Selected excerpt ▸
United States v. Goldstein, 72-CR-18.
Decision Date | 05 May 1972 |
Docket Number | No. 72-CR-18.,72-CR-18. |
Citation | 342 F. Supp. 661 |
Parties | UNITED STATES of America v. Albert GOLDSTEIN et al., Defendants. |
Court | U.S. District Court — Eastern District of New York |
Robert A. Morse, U. S. Atty., E.D.N. Y., Brooklyn, N. Y., for plaintiff; by Michael B. Pollack, Asst. U. S. Atty., of counsel.
Kostelanetz & Ritholz, New York City, for Albert Goldstein; by Jules Ritholz, Robert S. Fink, New York City, of counsel.
Arthur W. Lonschein, Jamaica, N. Y., for Morris Kessler.
Joseph E. Brill, New York, City, for Alfred Ceasar.
Moses Kove, and Irving Anolik, New York City, for Sam Jacobson.
Thomas J. O'Brien, New York City, for Murray Geller.
Bernard Dworkin, New York City, for Joseph Factoroff.
(Motions to Dismiss Indictment)
Defendants other than Wisch and Cohen have moved to dismiss the complaint on various grounds.

Recorded information ▸

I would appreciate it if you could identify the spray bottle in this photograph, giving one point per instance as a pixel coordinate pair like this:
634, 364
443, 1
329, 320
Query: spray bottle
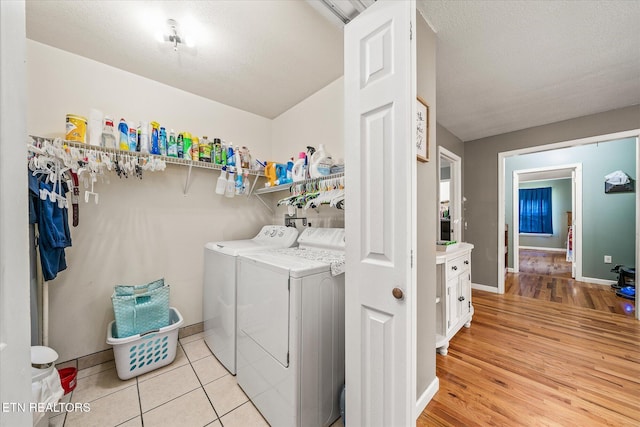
123, 132
230, 189
221, 184
299, 170
239, 180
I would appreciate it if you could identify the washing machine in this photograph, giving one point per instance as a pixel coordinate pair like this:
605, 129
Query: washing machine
219, 287
291, 329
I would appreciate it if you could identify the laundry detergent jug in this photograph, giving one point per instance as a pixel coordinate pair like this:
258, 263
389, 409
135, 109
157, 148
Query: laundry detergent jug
321, 163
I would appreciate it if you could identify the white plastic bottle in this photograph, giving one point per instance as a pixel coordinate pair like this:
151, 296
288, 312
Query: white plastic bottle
238, 182
230, 189
144, 137
299, 171
221, 184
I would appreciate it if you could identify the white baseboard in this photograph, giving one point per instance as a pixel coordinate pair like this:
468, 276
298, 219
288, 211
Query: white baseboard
492, 289
545, 249
426, 396
597, 281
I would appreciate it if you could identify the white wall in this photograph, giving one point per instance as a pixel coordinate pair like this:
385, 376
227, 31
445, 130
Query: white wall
427, 217
319, 119
141, 229
15, 361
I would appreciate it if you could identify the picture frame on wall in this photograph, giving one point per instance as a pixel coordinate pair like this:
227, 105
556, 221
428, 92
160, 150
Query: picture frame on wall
422, 129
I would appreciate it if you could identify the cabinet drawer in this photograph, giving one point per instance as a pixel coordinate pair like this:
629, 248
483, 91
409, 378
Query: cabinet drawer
458, 265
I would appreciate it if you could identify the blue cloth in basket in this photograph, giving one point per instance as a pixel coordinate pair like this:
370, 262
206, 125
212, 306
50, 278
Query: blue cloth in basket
142, 308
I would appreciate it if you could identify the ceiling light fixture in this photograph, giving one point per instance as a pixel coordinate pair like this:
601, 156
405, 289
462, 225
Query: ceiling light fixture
172, 35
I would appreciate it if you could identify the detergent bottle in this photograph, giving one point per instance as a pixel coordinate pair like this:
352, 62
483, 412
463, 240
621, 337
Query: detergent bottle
270, 173
299, 170
221, 185
321, 163
230, 190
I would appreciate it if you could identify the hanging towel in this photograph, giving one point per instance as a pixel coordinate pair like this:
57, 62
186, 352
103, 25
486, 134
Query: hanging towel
53, 228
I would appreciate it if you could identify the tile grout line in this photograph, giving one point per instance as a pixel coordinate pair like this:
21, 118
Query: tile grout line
202, 386
139, 402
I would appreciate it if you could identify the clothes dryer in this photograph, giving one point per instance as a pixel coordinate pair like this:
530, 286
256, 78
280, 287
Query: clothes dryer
219, 288
291, 329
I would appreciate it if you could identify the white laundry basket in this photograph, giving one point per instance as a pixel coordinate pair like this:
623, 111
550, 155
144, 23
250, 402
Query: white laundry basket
141, 353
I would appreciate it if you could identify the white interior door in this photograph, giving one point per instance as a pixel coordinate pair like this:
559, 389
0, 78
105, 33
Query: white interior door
572, 237
380, 98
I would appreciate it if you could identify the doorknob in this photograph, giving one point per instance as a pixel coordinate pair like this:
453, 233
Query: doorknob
397, 293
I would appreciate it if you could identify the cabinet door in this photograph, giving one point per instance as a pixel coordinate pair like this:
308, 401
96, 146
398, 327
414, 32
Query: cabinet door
453, 309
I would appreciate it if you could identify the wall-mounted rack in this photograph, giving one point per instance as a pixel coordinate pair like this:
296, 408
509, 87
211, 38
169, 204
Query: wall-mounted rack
289, 186
166, 159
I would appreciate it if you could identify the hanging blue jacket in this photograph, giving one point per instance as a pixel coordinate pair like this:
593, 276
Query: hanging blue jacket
53, 228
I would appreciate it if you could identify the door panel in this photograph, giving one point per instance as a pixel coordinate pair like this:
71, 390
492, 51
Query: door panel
263, 308
380, 99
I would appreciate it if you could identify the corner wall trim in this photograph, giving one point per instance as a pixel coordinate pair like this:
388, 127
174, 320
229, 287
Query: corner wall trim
544, 249
485, 288
426, 396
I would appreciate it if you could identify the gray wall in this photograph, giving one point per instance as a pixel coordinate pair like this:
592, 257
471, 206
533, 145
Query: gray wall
560, 205
608, 220
481, 177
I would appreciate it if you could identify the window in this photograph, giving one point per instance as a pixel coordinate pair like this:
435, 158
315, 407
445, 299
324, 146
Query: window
535, 210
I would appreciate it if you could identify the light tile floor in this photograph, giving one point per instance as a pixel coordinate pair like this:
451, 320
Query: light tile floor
194, 390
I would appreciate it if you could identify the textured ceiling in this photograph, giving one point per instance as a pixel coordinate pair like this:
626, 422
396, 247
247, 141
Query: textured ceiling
502, 65
258, 56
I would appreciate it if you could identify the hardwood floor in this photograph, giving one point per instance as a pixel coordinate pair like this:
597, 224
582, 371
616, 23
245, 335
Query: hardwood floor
547, 276
554, 356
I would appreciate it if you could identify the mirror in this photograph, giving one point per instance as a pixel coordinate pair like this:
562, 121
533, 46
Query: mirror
449, 195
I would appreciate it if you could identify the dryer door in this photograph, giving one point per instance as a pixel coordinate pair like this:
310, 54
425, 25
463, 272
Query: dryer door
263, 307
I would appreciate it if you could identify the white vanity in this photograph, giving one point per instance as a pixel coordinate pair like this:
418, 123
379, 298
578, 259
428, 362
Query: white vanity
453, 293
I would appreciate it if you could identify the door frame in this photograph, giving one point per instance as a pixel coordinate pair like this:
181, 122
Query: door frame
502, 156
576, 183
381, 281
455, 199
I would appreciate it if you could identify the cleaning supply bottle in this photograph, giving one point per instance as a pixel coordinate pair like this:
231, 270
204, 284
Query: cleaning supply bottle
221, 184
299, 170
123, 131
239, 180
230, 189
144, 138
172, 146
155, 138
163, 141
246, 185
108, 139
321, 163
270, 173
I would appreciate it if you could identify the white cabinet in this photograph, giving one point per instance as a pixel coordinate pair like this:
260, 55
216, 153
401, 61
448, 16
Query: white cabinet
453, 293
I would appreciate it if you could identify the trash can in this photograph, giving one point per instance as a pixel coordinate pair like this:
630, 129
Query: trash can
45, 382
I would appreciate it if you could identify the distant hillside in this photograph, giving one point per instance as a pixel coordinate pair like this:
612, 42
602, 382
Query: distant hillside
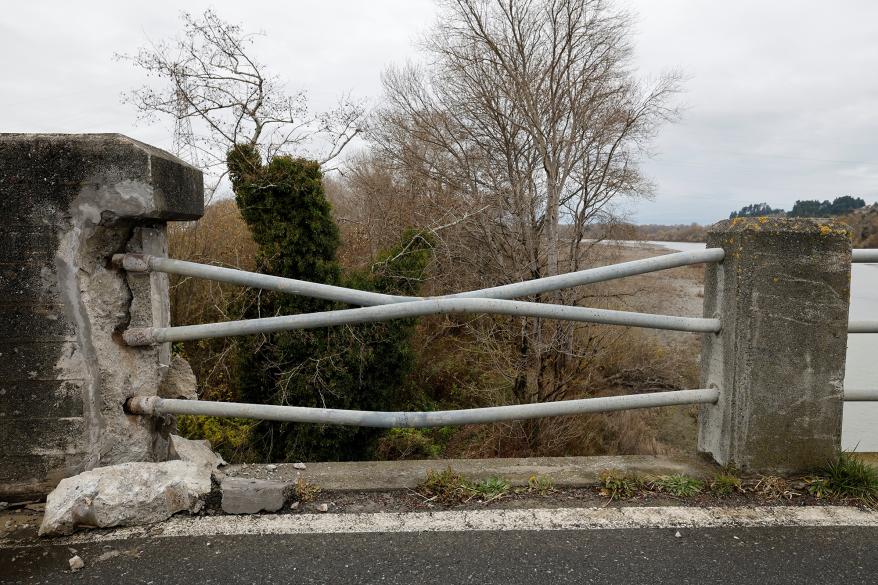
863, 222
864, 225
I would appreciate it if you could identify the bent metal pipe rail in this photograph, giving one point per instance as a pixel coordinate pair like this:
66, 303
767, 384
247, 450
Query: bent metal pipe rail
153, 405
144, 263
861, 395
437, 306
864, 255
863, 327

Given problem 1 ▸
According to the United States v. Goldstein excerpt, which court heard the case?
Given problem 2 ▸
Write the next part of the United States v. Goldstein excerpt, picking up after its final sentence.
The data is separate from the United States v. Goldstein excerpt.

Answer 1 ▸
The U.S. District Court for the Eastern District of New York.

Answer 2 ▸
The court will deal first with defendant Goldstein's motion to dismiss the indictment for failure to comply with allegedly necessary procedures preliminary to submission of the case to the grand jury or, in the alternative, for an evidentiary hearing concerning compliance with regulations, manuals, and practices relating to administrative due process and to his constitutional rights. Defendants Kessler and Jacobson, without expressly raising the same issues, have asked for the benefit of the motions of all other defendants. Since they are not indicted as taxpayers, they would not have the same pre-indictment rights which Goldstein asserts.
Defendant Geller's motion and Ceasar's are based on their assertion that the indictment does not state a federal offense. Defendant Factoroff asserts that he was inadequately advised of his rights before being asked to give testimony to the grand jury. Defendant Jacobson claims lack of speedy prosecution and statute of limitations.
The indictment, in twenty counts, charges a series of interrelated violations of the Internal Revenue Code.
Count One charges Albert Goldstein, the Secretary-Treasurer of Rojo Trucking Corp., Jobie Trucking Corp. and Scotneil Trucking Corp., and Murray Geller, a former Revenue agent of the Internal Revenue Service assigned to auditing the tax returns of the three corporations and of defendant Goldstein, with conspiracy to defraud the United States of income taxes by deducting the salaries of fictitious employees from the corporate income tax returns of the three trucking corporations.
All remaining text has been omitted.